## TO BE DONE
Scale the entries below by writing out every line again, locate lines included. Multiply each coordinate in the answers by 1.35, round to whole numbers with halves rounded up, and omit the pictures.

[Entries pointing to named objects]

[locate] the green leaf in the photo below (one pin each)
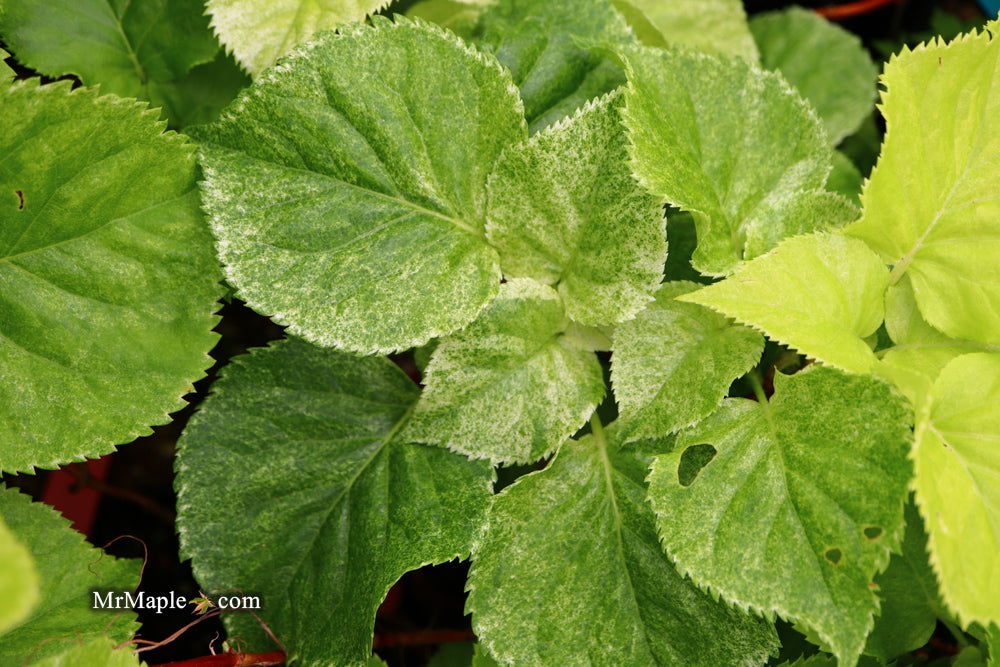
(565, 210)
(570, 572)
(826, 63)
(957, 464)
(258, 32)
(480, 658)
(19, 592)
(674, 362)
(716, 26)
(777, 520)
(931, 207)
(129, 48)
(295, 465)
(353, 209)
(69, 570)
(547, 48)
(108, 279)
(98, 653)
(201, 95)
(509, 387)
(910, 601)
(747, 184)
(820, 294)
(459, 17)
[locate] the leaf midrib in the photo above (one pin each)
(405, 203)
(602, 449)
(348, 486)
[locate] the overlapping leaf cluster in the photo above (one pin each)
(500, 203)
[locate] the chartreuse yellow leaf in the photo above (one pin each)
(760, 503)
(932, 206)
(748, 185)
(18, 579)
(820, 294)
(920, 351)
(353, 208)
(258, 32)
(570, 572)
(956, 461)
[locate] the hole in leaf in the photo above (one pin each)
(693, 460)
(873, 532)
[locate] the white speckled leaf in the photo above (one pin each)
(718, 26)
(748, 184)
(258, 32)
(293, 483)
(69, 569)
(957, 468)
(347, 186)
(570, 572)
(932, 207)
(547, 48)
(674, 362)
(129, 48)
(845, 178)
(565, 210)
(509, 387)
(108, 279)
(776, 520)
(826, 63)
(820, 294)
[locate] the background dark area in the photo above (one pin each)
(427, 606)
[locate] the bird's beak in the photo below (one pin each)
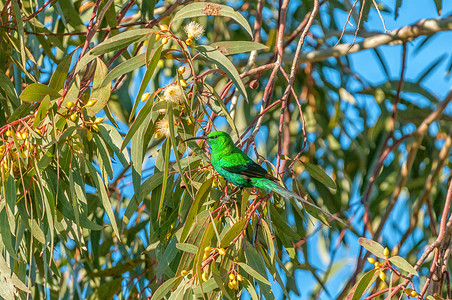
(204, 137)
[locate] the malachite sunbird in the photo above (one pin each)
(236, 167)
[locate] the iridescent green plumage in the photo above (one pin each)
(236, 167)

## RESULT OF THIS EXERCISE
[locate] the green leaf in the photo below (one pin each)
(763, 284)
(770, 772)
(1115, 85)
(1292, 626)
(348, 43)
(648, 888)
(26, 799)
(910, 489)
(967, 35)
(1049, 702)
(1257, 279)
(174, 65)
(398, 628)
(477, 282)
(93, 770)
(738, 65)
(146, 377)
(132, 882)
(271, 128)
(687, 522)
(1229, 811)
(1008, 248)
(1107, 397)
(620, 23)
[locate] the leaf midrib in the photo above (one pin each)
(547, 274)
(813, 606)
(470, 656)
[locate] the overlapping leaf cluster in the photo above (one pin each)
(675, 274)
[locate] the chartreuse yellow leaf in the photo above (one pin each)
(1026, 679)
(1258, 278)
(1010, 250)
(24, 782)
(1107, 397)
(1242, 474)
(477, 281)
(348, 43)
(770, 772)
(1291, 622)
[locate] the hole in leaf in the photo above (one pin each)
(936, 621)
(1179, 718)
[locate] the white speckled leaf in the photo above (one pin each)
(969, 35)
(1010, 248)
(348, 43)
(396, 652)
(93, 768)
(1292, 632)
(468, 251)
(770, 772)
(1258, 279)
(738, 65)
(910, 489)
(174, 65)
(1141, 240)
(763, 284)
(687, 522)
(146, 377)
(1048, 702)
(1115, 85)
(1107, 397)
[locate] the background dark area in the photo above (one pin each)
(576, 818)
[locate] the bird's beak in the photo below (one pin each)
(275, 185)
[locate] the malachite sunbird in the photo above (one pin each)
(319, 225)
[locate] the iridescent green plumage in the photo above (one pin each)
(319, 225)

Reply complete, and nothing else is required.